Eram 04h50 da manhã quando aterrámos no Aeroporto de Helsínkia. Acolheu-nos uma fresca temperatura matinal de -7 graus centígrados. Vínhamos de uma noite passada a mais de 12.000 metros de altura e a uma velocidade de 860km/h. Depois de cumpridas todas as formalidades migratórias e de alojamento, começámos a nossa jornada as 08h30, num ritmo rigorosamente cronometrado. É fascinante como, na Europa, a noção do tempo e da pontualidade assumem uma dimensão praticamente sagrada, contrariamente ao que nos habituamos no quotidiano africano.

Helsínkia é a capital da República da Finlândia. No passado dia 6 de Dezembro de 2017, este país nórdico celebrou o centenário da sua independência. A Finlândia é também conhecida como o país do Pai Natal (segundo a lenda, o Papai Noel mora nas montanhas de Korvatunturi, na Lapônia-Finlândia), o país da Sauna (calcula-se que existem na Finlândia mais de 3 milhões de saunas – praticamente uma sauna para cada dois habitantes), o país criador do famoso Nokia 1100 (o celular mais vendido na história da telefonia móvel – 250 milhões de exemplares em todo o mundo). Em 2018 foi considerada pelas Nações Unidas o país mais feliz do mundo e o melhor lugar no planeta para se nascer.

## CONTEÚDO DOS DADOS

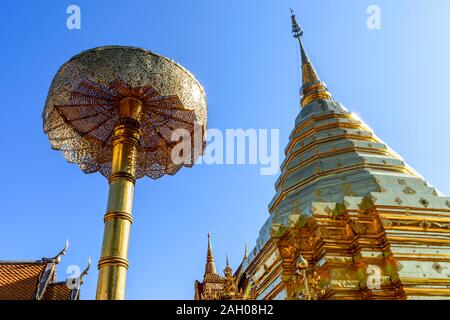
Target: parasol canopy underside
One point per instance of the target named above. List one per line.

## PROBLEMA PROPOSTO
Repita sem alterações, do texto sobre a Finlândia, tudo o que vai desde "Helsínkia é a" até "para se nascer.".

## RESPOSTA AO EXERCÍCIO
Helsínkia é a capital da República da Finlândia. No passado dia 6 de Dezembro de 2017, este país nórdico celebrou o centenário da sua independência. A Finlândia é também conhecida como o país do Pai Natal (segundo a lenda, o Papai Noel mora nas montanhas de Korvatunturi, na Lapônia-Finlândia), o país da Sauna (calcula-se que existem na Finlândia mais de 3 milhões de saunas – praticamente uma sauna para cada dois habitantes), o país criador do famoso Nokia 1100 (o celular mais vendido na história da telefonia móvel – 250 milhões de exemplares em todo o mundo). Em 2018 foi considerada pelas Nações Unidas o país mais feliz do mundo e o melhor lugar no planeta para se nascer.